EXERCISE GOAL -> Rewrite the lines from the one containing "Target: **clear blue sky**" through the one containing "[[[268,149],[284,151],[286,144],[266,144]]]", changing "trace the outline" to "mark the boundary" and keeping everything else the same. Leave the pictures out of your answer.

THE INPUT ->
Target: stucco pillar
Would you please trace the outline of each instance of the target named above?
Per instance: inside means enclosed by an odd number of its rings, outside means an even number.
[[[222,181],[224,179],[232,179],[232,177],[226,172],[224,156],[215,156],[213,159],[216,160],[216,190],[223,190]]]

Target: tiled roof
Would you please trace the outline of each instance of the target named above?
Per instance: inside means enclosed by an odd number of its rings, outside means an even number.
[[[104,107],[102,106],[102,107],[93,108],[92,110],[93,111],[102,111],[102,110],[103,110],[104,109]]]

--

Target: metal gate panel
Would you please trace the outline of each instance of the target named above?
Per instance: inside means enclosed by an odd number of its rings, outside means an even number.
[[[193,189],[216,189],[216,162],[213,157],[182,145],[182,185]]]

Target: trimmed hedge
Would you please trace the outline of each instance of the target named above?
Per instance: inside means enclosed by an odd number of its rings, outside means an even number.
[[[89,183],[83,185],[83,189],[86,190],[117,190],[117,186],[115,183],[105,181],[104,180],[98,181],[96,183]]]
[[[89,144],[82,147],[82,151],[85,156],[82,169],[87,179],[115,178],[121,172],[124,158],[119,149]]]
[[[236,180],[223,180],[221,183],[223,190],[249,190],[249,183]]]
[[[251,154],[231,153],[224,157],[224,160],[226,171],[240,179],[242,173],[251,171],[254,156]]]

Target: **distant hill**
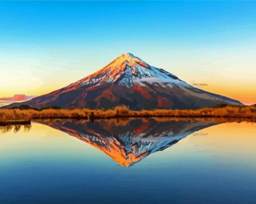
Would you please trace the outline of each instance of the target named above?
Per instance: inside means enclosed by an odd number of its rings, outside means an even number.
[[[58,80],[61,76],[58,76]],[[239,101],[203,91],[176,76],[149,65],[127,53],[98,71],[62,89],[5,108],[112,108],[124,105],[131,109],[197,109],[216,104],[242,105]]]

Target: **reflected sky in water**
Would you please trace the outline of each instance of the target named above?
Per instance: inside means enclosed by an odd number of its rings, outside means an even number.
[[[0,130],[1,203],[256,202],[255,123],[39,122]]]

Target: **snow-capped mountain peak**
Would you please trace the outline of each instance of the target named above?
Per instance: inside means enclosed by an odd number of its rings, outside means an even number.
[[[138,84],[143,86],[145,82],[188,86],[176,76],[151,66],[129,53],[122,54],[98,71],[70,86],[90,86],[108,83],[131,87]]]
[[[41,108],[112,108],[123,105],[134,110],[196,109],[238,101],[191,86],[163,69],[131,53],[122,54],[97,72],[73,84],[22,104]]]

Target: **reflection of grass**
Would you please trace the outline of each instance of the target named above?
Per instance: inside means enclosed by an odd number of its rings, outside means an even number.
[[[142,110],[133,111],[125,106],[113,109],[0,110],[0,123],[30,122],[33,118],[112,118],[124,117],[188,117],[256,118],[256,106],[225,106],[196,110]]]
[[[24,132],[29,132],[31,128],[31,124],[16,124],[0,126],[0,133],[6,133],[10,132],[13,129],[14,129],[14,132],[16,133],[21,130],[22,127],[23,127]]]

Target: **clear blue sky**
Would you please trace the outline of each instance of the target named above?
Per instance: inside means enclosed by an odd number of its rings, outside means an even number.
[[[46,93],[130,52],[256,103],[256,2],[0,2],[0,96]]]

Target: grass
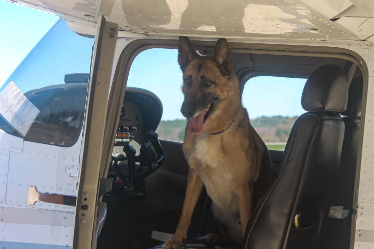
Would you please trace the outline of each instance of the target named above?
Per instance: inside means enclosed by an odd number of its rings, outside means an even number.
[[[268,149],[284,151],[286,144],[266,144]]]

EXERCISE RESULT ->
Target: **clear blue sky**
Would you please mark the boundary of each instance of the target named above?
Per instance: inside means enclosed by an odd number of its rings, outside means an even number.
[[[46,93],[130,52],[256,103],[256,2],[0,2],[0,96]]]

Target: grass
Would you please mark the boundary of each instance of the target named above?
Per instance: inside means enclosed by an odd number of its rings, outside means an even number.
[[[268,149],[284,151],[286,144],[266,144]]]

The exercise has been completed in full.